*INSTRUCTION:* Starting from the line containing "of the white", write out the rest of the entries exactly, through the final line, including nothing else.
───── RECORDS FOR THIS TASK ─────
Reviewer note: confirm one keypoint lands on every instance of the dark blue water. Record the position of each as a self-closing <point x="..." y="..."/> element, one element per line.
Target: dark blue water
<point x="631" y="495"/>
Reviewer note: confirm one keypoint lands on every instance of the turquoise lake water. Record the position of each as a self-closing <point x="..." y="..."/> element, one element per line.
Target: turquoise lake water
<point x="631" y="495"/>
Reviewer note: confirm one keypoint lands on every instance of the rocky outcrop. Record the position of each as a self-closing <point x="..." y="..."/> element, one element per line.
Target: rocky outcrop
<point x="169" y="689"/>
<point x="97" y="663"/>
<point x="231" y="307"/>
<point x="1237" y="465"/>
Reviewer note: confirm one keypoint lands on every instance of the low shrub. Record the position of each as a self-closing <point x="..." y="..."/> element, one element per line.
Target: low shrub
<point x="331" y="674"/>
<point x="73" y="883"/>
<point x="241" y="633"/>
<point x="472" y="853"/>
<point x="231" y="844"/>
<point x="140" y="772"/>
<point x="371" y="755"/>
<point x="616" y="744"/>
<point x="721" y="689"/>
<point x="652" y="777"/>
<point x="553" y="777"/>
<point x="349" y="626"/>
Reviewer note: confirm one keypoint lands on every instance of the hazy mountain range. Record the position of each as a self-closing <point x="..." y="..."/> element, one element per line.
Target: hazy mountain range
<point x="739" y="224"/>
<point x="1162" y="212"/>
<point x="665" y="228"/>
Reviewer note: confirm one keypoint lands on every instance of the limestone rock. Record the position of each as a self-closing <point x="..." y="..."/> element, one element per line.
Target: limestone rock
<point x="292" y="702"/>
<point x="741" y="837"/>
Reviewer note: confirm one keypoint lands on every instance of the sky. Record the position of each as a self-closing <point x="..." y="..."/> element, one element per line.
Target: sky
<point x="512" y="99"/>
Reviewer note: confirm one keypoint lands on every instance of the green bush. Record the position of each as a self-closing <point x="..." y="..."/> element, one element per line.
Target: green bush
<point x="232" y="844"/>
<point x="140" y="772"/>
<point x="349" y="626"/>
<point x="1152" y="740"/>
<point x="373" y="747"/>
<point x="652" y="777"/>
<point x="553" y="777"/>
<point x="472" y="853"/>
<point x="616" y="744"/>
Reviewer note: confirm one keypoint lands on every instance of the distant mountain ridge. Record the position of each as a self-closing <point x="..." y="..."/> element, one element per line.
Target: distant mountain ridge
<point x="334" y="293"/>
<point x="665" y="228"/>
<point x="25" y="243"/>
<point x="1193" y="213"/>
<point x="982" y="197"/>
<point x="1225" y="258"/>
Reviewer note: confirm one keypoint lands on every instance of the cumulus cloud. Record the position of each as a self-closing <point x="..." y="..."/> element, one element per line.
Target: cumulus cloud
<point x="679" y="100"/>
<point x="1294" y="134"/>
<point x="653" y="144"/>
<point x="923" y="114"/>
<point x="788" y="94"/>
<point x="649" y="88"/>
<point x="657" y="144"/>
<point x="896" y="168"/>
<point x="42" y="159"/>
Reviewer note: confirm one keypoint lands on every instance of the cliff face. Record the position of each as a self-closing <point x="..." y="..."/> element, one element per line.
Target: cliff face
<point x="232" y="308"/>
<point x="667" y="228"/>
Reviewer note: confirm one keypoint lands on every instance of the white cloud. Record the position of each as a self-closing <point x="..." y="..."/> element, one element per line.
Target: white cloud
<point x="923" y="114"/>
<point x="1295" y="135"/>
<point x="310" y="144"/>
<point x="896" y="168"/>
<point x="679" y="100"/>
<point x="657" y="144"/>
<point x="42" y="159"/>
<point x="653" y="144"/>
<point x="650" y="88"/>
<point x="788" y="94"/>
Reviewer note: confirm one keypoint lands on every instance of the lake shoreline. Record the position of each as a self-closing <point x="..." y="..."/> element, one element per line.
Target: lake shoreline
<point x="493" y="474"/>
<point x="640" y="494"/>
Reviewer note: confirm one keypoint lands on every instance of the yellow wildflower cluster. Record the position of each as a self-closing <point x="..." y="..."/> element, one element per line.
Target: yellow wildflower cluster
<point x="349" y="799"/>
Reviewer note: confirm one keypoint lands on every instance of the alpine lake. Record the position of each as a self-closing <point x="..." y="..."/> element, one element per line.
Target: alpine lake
─────
*FINISHED TASK:*
Reviewer note: confirm one keypoint lands on every instance of the white cloud. Record the position of each as a self-closing <point x="..." y="..."/> element, one element per line.
Target: white cloud
<point x="923" y="114"/>
<point x="1295" y="135"/>
<point x="310" y="144"/>
<point x="896" y="168"/>
<point x="679" y="100"/>
<point x="657" y="144"/>
<point x="42" y="159"/>
<point x="653" y="144"/>
<point x="650" y="88"/>
<point x="788" y="94"/>
Reviewer note: confirm one keypoint lands on every instance of the lake shoreline. Record the position of each as a self-closing <point x="..." y="..."/> element, one element per line.
Target: lake shoreline
<point x="493" y="474"/>
<point x="640" y="494"/>
Reviewer note: confirm one keypoint lands on every instance of the yellow wildflower cluster. Record the position of each as a self-closing <point x="..." y="..."/> element, one element per line.
Target: yellow wildflower cluster
<point x="349" y="799"/>
Reviewer note: confirm one keypoint lands on every instance of the alpine lake. Record the position of each as a self-closing <point x="..." y="..."/> element, one element per line.
Target: alpine lake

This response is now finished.